Some records
○ ○ ○ ○ ○
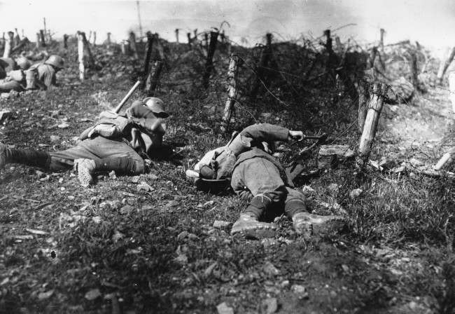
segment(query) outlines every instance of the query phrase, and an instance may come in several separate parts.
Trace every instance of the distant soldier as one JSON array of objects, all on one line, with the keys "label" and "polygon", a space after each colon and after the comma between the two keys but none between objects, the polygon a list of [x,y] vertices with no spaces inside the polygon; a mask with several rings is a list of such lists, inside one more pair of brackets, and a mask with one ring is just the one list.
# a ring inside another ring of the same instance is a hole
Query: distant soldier
[{"label": "distant soldier", "polygon": [[56,172],[74,168],[83,186],[93,182],[98,172],[139,175],[146,168],[142,156],[169,155],[163,146],[164,119],[169,114],[159,98],[136,101],[125,114],[104,111],[95,125],[80,136],[75,147],[52,153],[8,149],[0,144],[0,169],[7,163],[21,163]]},{"label": "distant soldier", "polygon": [[[13,60],[14,61],[14,60]],[[52,55],[44,62],[38,63],[26,68],[29,64],[28,60],[20,60],[21,69],[15,69],[18,64],[13,67],[13,71],[7,71],[6,77],[0,81],[0,93],[8,93],[10,90],[22,92],[25,90],[47,90],[52,86],[57,86],[57,72],[63,69],[64,62],[62,57]]]},{"label": "distant soldier", "polygon": [[0,57],[0,67],[3,67],[5,72],[13,71],[18,69],[18,64],[12,57]]},{"label": "distant soldier", "polygon": [[[302,139],[302,131],[263,123],[244,129],[225,146],[207,153],[196,165],[200,180],[211,184],[216,180],[230,180],[230,186],[241,198],[253,196],[232,226],[231,233],[274,228],[260,218],[276,207],[284,207],[293,220],[295,231],[309,238],[342,220],[340,216],[310,214],[304,196],[293,189],[288,173],[272,155],[274,141]],[[191,172],[188,173],[191,174]]]}]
○ ○ ○ ○ ○
Goal —
Rewrite the lines above, swapping "instance" for "occurrence" wherever it occurs and changing nothing else. Omit the pictures from your output.

Right answer —
segment(query) outlines every occurrence of the query phrase, and an occurrence may come in several separate parts.
Trace every occurrence of the distant soldier as one JSON array of objects, all on one line, with the keys "label" and "polygon", a space after each colon and after the comma between the two keys but none between objects, the polygon a list of [x,y] vertices with no spaces inside the polygon; a mask with several rings is a list of such lists, inside one more pair of brackets, and a mask with one ring is just the one list.
# a ring inside another ring of the same occurrence is a hole
Query: distant soldier
[{"label": "distant soldier", "polygon": [[56,172],[74,168],[83,186],[93,182],[98,172],[139,175],[146,168],[142,156],[169,155],[163,146],[164,119],[169,114],[159,98],[136,101],[125,114],[104,111],[95,125],[80,136],[75,147],[52,153],[8,149],[0,144],[0,169],[7,163],[21,163]]},{"label": "distant soldier", "polygon": [[[13,60],[14,61],[14,60]],[[52,55],[44,62],[38,63],[26,68],[29,64],[28,60],[20,60],[21,69],[15,69],[18,64],[13,67],[13,71],[7,71],[6,77],[0,81],[0,93],[8,93],[10,90],[22,92],[25,90],[47,90],[52,86],[57,86],[57,72],[63,69],[64,62],[62,57]]]},{"label": "distant soldier", "polygon": [[0,57],[0,67],[3,67],[5,72],[13,71],[18,69],[18,64],[12,57]]},{"label": "distant soldier", "polygon": [[[302,139],[302,131],[263,123],[244,129],[225,146],[207,153],[196,165],[200,180],[211,184],[216,180],[230,180],[230,186],[241,198],[253,196],[232,226],[231,233],[274,228],[260,218],[276,207],[284,207],[293,220],[295,231],[309,238],[342,220],[340,216],[310,214],[304,196],[293,189],[288,173],[272,155],[274,141]],[[191,172],[188,173],[191,174]]]}]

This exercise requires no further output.